#### Problem to work on:
Retype the entire listing below word for word, and leave out the pictures.

#### Information provided:
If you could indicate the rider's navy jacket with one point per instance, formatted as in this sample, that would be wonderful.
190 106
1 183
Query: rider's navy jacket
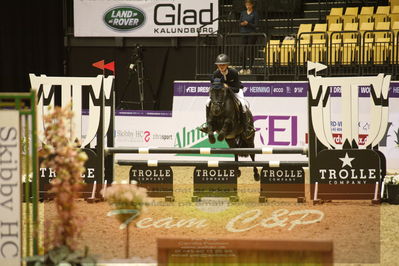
231 79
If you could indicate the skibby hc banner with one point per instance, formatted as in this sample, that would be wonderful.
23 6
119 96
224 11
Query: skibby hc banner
144 18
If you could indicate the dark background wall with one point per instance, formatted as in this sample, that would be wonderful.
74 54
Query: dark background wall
40 40
31 41
162 65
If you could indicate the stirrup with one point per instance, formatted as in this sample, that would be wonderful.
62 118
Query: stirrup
249 133
204 129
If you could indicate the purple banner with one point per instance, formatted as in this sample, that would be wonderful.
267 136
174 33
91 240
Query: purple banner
271 89
251 89
147 113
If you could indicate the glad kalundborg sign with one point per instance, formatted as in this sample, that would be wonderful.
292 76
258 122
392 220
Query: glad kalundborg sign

#### Finished task:
If you could indicate the rider's navy jacket with one point per instance, formatted as in this sample, that would be wonderful.
190 106
1 183
Query: rider's navy jacket
231 79
If you could indicate the skibby hc banner with one point per instance, formatted as in this sample, that would be wonderful.
23 6
119 96
224 11
Query: skibby hc banner
144 18
If you could indicate the dark background wall with one point per instance, formatted as in this sample, that would be wonderful.
74 54
Query: dark background wall
40 40
31 41
162 65
If you could indicate the stirrup with one point per instance, formatted as in this sample, that would be wonderful.
62 118
Query: stirrup
249 133
204 129
If you could indicate the purple banner with one point per instance, formatted as in this sample, that would be wonderful.
267 136
174 33
91 240
Query: purple banner
271 89
251 89
147 113
If you could indicate the glad kalundborg sign with one point per instance, formatted as in this sample, that would be wonderful.
292 76
258 122
392 220
Query: glad kalundborg sign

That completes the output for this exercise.